TASK INSTRUCTIONS.
1 - Answer these from the passage on competition and customer demand:
(a) How far ahead of proposed delivery dates does the company often commit to buying products from vendors?
(b) What two kinds of offerings is the company placing more emphasis on?
(c) What two moves by competitors could let them compete more effectively against the company?
2 - Set down word for word the stretch of the passage on competition and customer demand from "Our existing competitors or new" through "which could have a material adverse effect on us.".

SELECTED TEXT.

Begin

We may not be able to compete successfully against existing and future competitors. Some of our competitors have financial resources that may be substantially greater than ours and they may be able to purchase inventory at lower costs and better endure economic downturns. If we cannot offer competitive prices to our customers, our sales may decline or we may be required to accept lower profit margins. Our competitors may respond more quickly to new or emerging technologies and may have greater resources to devote to promotion and sale of products and services. If two or more competitors consolidate their businesses or enter into strategic partnerships, they may be able to compete more effectively against us.
Our existing competitors or new entrants into our industry may use a number of different strategies to compete against us, including:
Expansion by our existing competitors or entry by new competitors into markets where we currently operate;
Lower pricing;
Aggressive advertising and marketing;
Extension of credit to customers on terms more favorable than we offer;
Larger store size, or innovative store formats, which may result in greater operational efficiencies; and
Adoption of improved retail sales methods.
Competition from any of these sources could cause us to lose market share, sales and customers, limit our ability to attract new customers, increase expenditures or reduce prices, any of which could have a material adverse effect on us.
Changes in customer demand and product mix could materially adversely affect our business. Our products must appeal to a broad range of consumers whose preferences cannot be predicted with certainty and are subject to change. Our ability to maintain and increase sales depends to a large extent on the introduction and availability of new products and technologies and our ability to respond timely to customer demands and preferences for such new products. It is possible that the introduction of new products will never achieve widespread consumer acceptance or will be supplanted by alternative products and technologies that do not offer us a similar sales opportunity or are sold at lower price points or margins. We may be unable to anticipate these buying patterns which could result in a material adverse effect on us. In addition, we often make commitments to purchase products from our vendors several months in advance of proposed delivery dates. Significant deviation from the projected demand for products that we sell could affect our inventory strategies which may have an adverse effect on us, either from lost sales or lower margins due to the need to reduce prices to dispose of excess inventory.
Furthermore, due to our increasing emphasis on furniture and mattress offerings, we are building larger new stores and investing additional capital to expand existing stores to accommodate those offerings. If we are unable to execute on our furniture and mattress offering strategy, it could have a material adverse effect on us.

End

INFORMATION PROVIDED.

Begin

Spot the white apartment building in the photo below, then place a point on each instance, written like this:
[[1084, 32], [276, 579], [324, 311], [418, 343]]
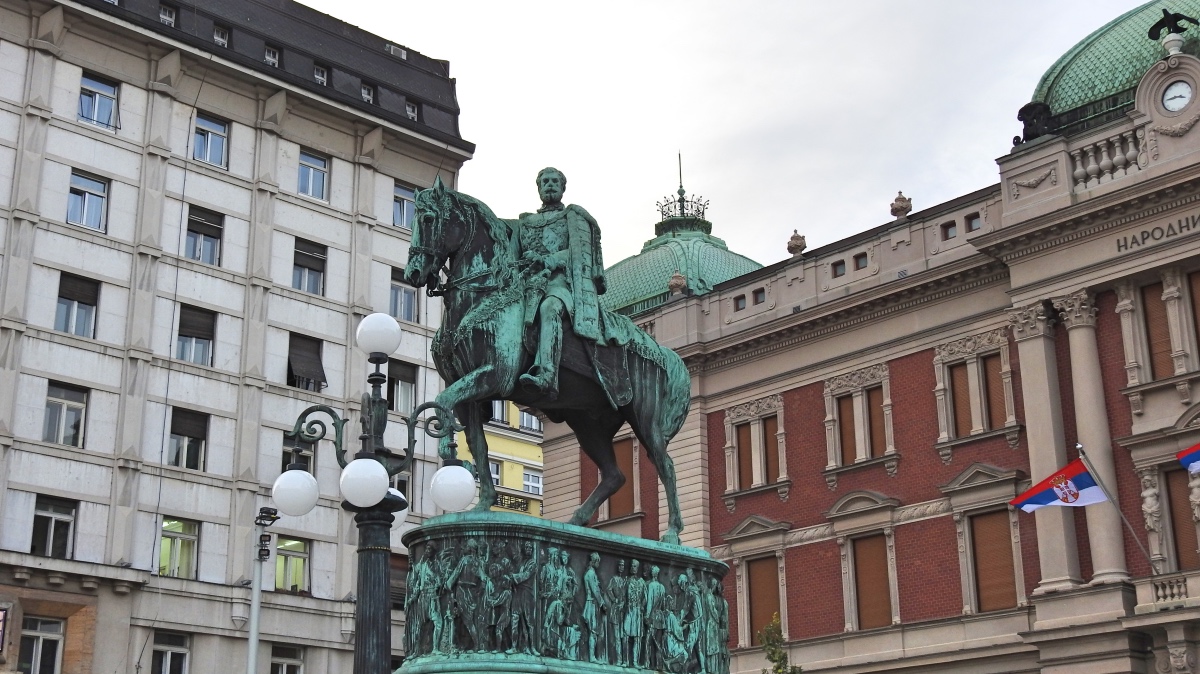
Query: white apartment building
[[197, 206]]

End

OUTPUTS IN ORDER.
1 -
(a) Several months.
(b) Furniture and mattresses.
(c) Consolidating their businesses or entering into strategic partnerships.

2 -
Our existing competitors or new entrants into our industry may use a number of different strategies to compete against us, including:
Expansion by our existing competitors or entry by new competitors into markets where we currently operate;
Lower pricing;
Aggressive advertising and marketing;
Extension of credit to customers on terms more favorable than we offer;
Larger store size, or innovative store formats, which may result in greater operational efficiencies; and
Adoption of improved retail sales methods.
Competition from any of these sources could cause us to lose market share, sales and customers, limit our ability to attract new customers, increase expenditures or reduce prices, any of which could have a material adverse effect on us.